Exactly repeat the line that contains "the dirt ground", then every line after it up to and including the final line.

• [Source data]
──────

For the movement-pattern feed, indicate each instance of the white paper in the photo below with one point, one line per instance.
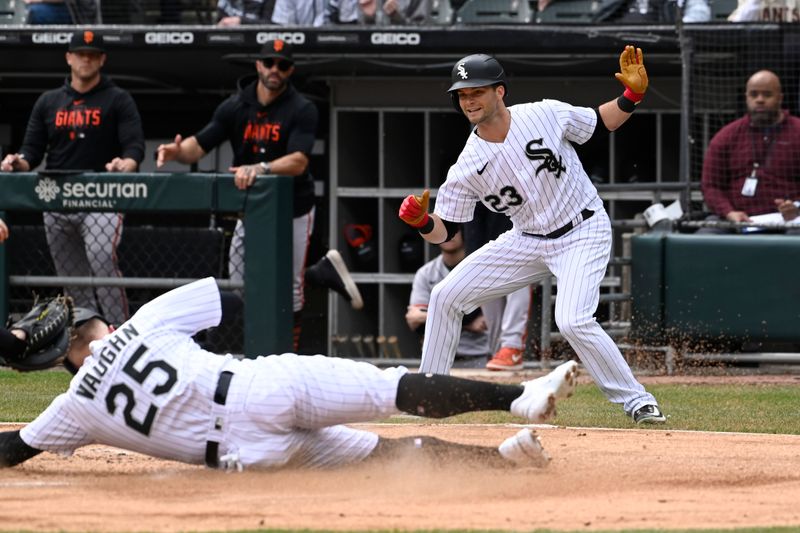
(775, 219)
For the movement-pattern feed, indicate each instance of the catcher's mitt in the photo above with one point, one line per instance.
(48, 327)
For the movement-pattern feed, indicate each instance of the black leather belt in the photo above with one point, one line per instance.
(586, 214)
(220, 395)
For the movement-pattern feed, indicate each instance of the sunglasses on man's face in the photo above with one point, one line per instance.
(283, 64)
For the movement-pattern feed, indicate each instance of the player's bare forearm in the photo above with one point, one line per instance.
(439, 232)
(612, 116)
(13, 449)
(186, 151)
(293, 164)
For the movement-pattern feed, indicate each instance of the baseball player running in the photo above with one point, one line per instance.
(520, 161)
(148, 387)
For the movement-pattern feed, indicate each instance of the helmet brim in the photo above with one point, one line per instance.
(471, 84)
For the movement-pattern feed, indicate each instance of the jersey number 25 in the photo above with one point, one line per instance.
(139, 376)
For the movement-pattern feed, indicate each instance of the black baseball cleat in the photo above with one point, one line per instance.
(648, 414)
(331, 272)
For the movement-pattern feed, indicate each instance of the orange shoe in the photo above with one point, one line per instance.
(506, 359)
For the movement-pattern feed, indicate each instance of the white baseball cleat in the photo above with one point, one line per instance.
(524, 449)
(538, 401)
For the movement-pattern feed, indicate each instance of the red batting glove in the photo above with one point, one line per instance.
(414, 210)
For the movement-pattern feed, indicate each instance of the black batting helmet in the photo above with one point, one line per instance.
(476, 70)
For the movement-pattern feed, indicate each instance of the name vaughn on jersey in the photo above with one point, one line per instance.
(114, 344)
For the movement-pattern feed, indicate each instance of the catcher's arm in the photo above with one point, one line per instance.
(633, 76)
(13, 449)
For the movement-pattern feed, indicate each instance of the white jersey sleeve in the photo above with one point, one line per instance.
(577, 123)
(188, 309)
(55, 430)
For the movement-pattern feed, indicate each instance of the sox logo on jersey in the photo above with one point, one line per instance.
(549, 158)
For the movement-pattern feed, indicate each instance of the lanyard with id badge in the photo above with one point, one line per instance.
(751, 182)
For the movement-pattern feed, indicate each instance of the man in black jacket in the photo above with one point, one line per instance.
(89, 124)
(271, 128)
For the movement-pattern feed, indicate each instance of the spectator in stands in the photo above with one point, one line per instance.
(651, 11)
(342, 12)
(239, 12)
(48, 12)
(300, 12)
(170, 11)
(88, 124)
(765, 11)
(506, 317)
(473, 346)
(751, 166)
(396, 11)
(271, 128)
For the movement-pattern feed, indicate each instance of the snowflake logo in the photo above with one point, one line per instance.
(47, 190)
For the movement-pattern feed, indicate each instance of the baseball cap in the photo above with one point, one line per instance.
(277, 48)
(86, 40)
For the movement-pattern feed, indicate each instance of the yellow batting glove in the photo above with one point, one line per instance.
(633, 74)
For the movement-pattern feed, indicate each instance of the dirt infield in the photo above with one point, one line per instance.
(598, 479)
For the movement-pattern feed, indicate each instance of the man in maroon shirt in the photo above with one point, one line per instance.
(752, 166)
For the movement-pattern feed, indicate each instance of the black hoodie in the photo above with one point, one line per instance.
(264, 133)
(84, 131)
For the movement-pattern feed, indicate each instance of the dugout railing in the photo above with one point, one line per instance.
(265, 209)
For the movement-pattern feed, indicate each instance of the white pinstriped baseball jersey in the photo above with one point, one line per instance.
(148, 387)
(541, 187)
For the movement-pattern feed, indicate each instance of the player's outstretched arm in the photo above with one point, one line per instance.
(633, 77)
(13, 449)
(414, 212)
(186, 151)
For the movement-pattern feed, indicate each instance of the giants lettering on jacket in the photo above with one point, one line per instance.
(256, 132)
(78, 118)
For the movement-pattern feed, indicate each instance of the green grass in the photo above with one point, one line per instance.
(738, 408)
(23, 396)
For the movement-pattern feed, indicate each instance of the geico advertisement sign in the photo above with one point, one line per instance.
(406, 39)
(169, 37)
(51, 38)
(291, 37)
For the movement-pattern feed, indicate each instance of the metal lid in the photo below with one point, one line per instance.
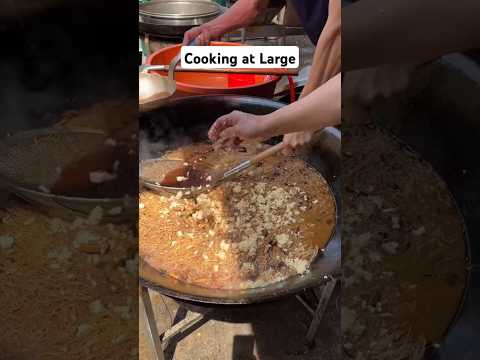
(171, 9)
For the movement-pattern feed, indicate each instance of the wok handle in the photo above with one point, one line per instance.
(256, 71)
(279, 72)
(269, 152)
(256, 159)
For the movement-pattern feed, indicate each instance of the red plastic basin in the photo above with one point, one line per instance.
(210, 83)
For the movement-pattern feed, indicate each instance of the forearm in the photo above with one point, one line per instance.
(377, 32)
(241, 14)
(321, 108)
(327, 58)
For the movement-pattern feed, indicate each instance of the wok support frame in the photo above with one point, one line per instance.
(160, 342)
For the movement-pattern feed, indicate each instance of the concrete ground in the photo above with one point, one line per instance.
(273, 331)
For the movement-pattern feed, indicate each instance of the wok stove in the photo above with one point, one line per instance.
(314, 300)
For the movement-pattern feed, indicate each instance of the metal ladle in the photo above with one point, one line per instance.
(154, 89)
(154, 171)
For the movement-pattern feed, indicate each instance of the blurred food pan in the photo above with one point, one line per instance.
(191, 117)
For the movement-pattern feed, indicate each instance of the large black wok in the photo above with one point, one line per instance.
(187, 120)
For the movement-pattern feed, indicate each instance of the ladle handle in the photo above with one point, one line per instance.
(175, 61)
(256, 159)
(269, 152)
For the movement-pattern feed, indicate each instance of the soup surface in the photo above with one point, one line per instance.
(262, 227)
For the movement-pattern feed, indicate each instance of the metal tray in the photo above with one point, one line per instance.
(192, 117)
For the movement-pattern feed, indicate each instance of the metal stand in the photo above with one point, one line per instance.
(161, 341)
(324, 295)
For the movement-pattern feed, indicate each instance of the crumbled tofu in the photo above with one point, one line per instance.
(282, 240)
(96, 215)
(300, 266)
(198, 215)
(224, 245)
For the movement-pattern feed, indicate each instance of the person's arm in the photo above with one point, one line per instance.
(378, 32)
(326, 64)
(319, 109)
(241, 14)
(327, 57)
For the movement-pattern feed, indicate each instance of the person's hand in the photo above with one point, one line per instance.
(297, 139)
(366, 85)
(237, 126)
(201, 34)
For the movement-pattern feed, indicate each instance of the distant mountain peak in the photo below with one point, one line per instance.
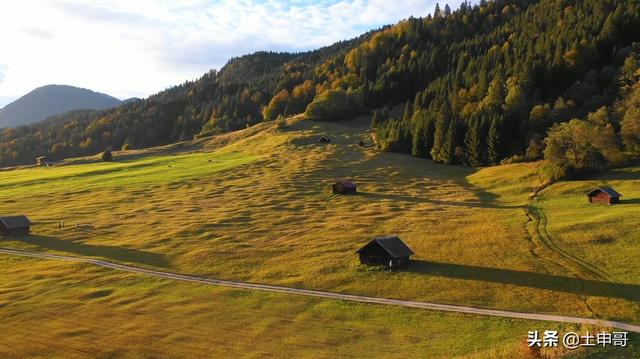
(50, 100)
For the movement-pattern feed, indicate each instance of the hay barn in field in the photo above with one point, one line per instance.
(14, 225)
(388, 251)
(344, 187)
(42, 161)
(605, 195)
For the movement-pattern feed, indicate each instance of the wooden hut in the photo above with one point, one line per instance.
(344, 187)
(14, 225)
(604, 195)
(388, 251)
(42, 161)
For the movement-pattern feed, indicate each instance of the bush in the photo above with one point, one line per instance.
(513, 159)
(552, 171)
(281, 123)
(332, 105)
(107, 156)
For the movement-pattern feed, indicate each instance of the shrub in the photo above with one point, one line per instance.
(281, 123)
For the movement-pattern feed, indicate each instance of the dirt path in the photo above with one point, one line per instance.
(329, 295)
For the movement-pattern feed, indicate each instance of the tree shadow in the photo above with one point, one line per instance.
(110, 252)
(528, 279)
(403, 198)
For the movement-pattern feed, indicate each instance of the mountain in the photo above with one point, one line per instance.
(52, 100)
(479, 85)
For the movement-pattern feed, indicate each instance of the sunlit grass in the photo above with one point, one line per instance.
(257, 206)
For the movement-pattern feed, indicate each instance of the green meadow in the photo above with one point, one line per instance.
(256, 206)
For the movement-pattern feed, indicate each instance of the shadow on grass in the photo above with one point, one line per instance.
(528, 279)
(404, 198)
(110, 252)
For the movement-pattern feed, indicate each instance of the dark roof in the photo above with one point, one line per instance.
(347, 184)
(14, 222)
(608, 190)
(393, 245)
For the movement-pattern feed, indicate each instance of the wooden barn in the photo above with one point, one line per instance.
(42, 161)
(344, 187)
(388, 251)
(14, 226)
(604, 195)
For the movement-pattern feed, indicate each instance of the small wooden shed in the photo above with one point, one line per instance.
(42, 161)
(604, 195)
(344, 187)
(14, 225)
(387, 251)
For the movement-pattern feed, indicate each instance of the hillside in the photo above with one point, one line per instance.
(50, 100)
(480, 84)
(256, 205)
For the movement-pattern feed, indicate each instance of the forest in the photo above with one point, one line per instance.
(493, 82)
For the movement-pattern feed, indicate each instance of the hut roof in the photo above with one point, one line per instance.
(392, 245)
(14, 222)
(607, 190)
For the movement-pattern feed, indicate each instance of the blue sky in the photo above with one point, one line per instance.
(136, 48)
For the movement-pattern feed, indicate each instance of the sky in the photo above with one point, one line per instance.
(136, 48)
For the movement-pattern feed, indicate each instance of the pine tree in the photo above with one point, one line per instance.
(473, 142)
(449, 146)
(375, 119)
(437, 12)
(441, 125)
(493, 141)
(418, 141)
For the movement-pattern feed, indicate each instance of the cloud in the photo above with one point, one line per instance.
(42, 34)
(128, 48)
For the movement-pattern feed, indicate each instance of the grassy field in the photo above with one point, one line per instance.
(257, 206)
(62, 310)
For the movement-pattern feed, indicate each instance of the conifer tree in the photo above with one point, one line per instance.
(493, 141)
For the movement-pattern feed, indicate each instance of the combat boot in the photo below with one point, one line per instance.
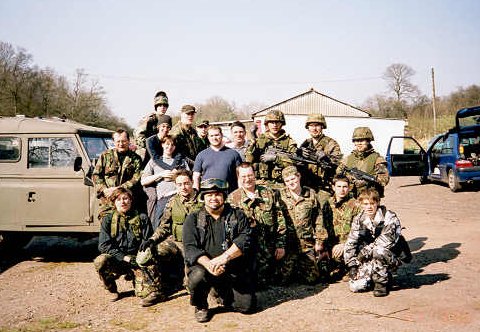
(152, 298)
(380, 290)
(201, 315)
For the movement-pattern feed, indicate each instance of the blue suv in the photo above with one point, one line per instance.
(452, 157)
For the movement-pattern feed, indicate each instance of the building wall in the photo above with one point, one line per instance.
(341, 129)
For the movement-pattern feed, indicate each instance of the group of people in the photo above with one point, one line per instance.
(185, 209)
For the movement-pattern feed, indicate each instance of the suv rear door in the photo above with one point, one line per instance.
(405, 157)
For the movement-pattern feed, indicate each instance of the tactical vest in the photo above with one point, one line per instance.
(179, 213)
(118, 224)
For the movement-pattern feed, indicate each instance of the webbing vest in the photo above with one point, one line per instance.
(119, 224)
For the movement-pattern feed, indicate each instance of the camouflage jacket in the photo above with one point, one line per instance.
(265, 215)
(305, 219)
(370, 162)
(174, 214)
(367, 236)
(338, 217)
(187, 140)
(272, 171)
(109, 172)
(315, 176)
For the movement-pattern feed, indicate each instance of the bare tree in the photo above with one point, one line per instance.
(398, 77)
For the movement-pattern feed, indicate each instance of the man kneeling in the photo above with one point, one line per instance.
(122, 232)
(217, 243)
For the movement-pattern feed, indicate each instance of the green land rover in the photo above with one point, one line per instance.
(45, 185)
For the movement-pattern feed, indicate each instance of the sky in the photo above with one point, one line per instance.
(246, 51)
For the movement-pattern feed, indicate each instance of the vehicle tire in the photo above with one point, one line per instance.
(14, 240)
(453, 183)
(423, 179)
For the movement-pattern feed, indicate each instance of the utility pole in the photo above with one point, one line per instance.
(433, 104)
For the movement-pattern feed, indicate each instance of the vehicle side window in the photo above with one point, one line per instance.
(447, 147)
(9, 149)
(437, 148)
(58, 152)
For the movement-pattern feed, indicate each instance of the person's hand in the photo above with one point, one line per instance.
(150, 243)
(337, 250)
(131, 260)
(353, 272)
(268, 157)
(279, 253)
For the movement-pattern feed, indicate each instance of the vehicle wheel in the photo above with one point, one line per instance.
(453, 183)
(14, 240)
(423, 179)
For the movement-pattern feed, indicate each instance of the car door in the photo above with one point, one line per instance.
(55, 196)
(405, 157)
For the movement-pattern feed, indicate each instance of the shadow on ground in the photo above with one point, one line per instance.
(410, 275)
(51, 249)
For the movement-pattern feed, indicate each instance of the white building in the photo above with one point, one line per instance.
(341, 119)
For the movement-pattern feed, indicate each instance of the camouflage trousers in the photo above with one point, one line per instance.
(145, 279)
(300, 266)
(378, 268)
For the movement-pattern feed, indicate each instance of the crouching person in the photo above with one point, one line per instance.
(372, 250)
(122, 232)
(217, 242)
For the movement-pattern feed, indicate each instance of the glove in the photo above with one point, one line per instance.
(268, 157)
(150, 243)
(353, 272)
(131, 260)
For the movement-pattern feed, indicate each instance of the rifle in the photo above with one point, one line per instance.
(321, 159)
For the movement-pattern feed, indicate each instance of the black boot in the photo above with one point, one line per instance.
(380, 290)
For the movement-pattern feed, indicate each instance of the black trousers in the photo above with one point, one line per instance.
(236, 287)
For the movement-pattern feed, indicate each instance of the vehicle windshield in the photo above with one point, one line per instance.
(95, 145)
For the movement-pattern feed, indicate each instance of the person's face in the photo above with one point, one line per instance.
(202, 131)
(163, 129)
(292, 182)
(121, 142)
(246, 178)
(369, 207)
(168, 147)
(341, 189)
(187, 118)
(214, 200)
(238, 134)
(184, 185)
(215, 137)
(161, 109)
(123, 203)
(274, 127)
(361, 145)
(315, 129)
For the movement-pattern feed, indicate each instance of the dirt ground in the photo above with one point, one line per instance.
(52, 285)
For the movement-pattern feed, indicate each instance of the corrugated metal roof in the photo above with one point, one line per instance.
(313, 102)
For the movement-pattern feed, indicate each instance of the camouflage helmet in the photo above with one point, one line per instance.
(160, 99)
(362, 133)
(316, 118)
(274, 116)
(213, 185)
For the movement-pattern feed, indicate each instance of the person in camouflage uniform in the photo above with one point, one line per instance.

──────

• [In response]
For the movement-pattern feed, indicate each instance of the dirt ground in the photo above with one point, one line per instance.
(52, 285)
For the movement-pattern feed, indicate each instance of the corrugated metal roof in the photo above with one point, one line per instance.
(313, 102)
For the movement-pattern feed, indicate each instance of the camouflage helmet in the photo above with one point, one line per instance.
(160, 99)
(362, 133)
(316, 118)
(274, 116)
(213, 185)
For the movement-pattern feed, indicate each instance of the person in camouflage uniform in the photo above with one point, one line per instance.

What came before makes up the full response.